> Problem requirements
Count the lines in the data below that contain the string "rock", and reply with only that number.

═════ Exercise material

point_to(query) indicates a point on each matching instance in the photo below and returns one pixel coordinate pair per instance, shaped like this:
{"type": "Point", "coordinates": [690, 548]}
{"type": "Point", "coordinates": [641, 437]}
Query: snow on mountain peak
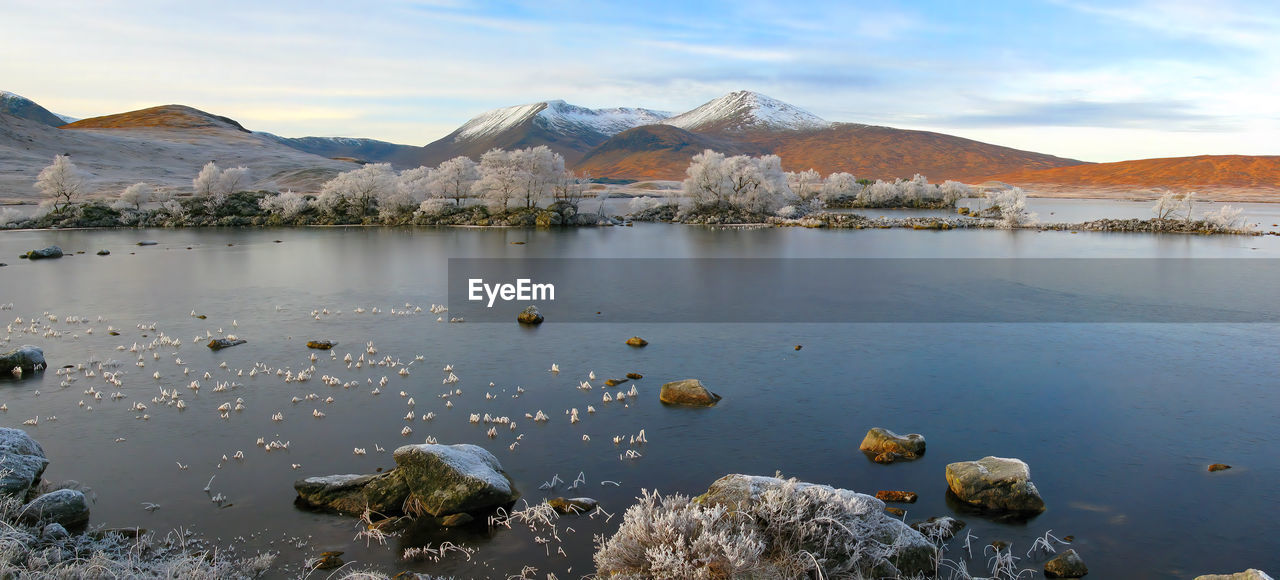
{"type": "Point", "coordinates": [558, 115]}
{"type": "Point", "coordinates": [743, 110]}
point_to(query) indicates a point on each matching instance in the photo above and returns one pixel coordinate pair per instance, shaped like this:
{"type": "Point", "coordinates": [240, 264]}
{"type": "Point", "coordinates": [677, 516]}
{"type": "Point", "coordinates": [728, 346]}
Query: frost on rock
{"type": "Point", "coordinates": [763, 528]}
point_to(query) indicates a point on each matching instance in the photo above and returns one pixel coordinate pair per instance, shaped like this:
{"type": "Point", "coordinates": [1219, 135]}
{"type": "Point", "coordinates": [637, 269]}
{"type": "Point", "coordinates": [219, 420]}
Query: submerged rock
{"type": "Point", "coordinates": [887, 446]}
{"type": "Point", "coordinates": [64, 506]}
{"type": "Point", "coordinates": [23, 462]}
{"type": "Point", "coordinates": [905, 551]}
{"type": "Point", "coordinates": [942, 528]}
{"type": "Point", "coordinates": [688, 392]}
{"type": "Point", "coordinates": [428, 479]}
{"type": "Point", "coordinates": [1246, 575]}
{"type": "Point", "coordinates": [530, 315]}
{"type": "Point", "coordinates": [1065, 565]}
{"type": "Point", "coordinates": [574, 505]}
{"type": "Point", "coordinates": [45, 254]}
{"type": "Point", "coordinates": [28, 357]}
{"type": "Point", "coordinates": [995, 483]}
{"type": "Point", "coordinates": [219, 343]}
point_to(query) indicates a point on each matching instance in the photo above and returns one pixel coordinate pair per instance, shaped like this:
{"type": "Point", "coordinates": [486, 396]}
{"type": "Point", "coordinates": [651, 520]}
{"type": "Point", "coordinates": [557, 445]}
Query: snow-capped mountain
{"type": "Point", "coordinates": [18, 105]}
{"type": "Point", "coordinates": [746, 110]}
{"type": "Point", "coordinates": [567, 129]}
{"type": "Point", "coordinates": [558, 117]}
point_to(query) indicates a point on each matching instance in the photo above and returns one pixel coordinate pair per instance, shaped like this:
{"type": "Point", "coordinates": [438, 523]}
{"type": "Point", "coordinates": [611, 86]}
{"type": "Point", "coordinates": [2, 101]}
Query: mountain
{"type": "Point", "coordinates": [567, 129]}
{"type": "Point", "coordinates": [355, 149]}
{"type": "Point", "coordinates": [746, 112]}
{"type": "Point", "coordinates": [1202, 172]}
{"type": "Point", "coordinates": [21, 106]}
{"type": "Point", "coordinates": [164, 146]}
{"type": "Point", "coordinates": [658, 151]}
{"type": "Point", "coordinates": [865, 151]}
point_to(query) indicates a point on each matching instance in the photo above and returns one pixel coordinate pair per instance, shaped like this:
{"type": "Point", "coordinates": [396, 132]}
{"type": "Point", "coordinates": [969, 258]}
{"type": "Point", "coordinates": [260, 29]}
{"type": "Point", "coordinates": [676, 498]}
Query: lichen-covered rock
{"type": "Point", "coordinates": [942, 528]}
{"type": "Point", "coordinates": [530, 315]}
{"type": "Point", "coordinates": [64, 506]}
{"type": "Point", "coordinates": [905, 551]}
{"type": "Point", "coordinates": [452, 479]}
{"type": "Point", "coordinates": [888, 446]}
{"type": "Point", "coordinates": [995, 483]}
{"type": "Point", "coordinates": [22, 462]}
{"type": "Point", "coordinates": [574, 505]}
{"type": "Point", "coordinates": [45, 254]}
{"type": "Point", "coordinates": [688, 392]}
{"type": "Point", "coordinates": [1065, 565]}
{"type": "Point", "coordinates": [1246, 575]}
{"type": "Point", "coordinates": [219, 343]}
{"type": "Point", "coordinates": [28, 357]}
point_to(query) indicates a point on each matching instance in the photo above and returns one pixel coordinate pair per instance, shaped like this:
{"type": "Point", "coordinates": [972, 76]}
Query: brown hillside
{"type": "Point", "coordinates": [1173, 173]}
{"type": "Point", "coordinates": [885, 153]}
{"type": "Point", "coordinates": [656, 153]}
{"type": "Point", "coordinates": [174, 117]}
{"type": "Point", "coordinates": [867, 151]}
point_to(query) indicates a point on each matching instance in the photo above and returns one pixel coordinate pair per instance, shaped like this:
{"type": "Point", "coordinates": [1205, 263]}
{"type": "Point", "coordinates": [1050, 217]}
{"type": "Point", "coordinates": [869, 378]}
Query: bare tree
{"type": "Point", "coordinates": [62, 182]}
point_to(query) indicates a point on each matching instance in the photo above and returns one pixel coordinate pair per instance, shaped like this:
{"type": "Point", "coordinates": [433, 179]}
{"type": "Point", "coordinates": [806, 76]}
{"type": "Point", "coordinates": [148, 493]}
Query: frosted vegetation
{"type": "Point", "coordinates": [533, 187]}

══════════
═════ Exercise material

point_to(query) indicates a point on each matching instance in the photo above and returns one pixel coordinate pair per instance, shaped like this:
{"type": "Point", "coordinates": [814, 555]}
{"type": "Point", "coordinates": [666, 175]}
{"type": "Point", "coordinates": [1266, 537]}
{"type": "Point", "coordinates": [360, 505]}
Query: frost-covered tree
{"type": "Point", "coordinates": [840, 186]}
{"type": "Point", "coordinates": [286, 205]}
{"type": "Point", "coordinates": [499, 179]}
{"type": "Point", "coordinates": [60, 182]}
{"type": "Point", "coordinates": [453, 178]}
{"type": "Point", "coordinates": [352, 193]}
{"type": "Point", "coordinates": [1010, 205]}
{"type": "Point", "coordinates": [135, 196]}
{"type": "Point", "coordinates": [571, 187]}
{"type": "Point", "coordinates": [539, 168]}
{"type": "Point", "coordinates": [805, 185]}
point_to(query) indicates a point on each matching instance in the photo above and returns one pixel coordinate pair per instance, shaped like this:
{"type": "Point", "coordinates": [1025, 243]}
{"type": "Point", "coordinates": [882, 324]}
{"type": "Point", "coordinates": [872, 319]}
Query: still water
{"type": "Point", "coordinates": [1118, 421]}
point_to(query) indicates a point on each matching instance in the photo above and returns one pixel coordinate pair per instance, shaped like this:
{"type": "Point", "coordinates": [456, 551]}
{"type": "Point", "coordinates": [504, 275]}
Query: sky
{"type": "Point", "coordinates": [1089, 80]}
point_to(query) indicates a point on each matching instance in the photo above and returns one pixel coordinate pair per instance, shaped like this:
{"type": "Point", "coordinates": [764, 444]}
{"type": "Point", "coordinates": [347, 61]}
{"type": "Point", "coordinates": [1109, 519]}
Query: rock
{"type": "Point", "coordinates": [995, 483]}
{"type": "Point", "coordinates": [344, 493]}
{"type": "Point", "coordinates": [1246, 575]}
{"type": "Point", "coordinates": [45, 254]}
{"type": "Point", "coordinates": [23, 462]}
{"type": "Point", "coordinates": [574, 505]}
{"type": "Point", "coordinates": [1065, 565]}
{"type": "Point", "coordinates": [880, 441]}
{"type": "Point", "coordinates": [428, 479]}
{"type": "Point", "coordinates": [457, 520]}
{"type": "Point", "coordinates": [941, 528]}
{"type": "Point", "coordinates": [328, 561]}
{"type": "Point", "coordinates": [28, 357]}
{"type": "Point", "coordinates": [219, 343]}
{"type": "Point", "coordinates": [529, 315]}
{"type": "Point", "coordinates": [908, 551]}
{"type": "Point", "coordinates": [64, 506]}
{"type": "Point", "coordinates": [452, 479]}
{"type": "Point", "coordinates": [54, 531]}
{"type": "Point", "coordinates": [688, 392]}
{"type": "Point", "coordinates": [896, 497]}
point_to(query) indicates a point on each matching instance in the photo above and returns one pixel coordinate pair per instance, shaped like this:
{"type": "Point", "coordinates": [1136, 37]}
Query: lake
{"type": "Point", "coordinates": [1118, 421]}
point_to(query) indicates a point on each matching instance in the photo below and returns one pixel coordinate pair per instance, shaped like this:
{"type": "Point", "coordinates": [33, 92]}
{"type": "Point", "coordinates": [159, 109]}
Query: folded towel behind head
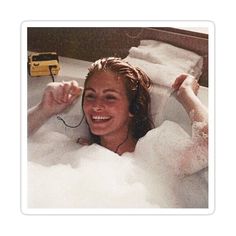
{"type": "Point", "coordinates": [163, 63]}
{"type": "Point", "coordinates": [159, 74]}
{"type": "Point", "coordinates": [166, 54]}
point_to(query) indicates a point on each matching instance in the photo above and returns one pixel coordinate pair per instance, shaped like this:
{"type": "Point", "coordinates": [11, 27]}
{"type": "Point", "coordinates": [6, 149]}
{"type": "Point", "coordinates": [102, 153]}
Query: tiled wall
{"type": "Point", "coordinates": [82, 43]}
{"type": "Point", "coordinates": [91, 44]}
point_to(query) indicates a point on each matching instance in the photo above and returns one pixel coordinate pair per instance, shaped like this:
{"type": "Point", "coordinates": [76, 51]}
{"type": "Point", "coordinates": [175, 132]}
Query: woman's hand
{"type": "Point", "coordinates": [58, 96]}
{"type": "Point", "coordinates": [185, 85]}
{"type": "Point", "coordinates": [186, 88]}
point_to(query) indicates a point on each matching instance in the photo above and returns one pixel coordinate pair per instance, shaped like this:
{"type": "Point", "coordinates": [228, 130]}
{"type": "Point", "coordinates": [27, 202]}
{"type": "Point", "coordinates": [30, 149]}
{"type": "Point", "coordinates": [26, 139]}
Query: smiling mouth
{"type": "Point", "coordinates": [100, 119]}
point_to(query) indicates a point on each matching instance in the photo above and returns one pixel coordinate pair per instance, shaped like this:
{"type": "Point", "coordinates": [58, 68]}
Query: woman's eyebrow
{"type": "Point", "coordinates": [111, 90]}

══════════

> Complete response
4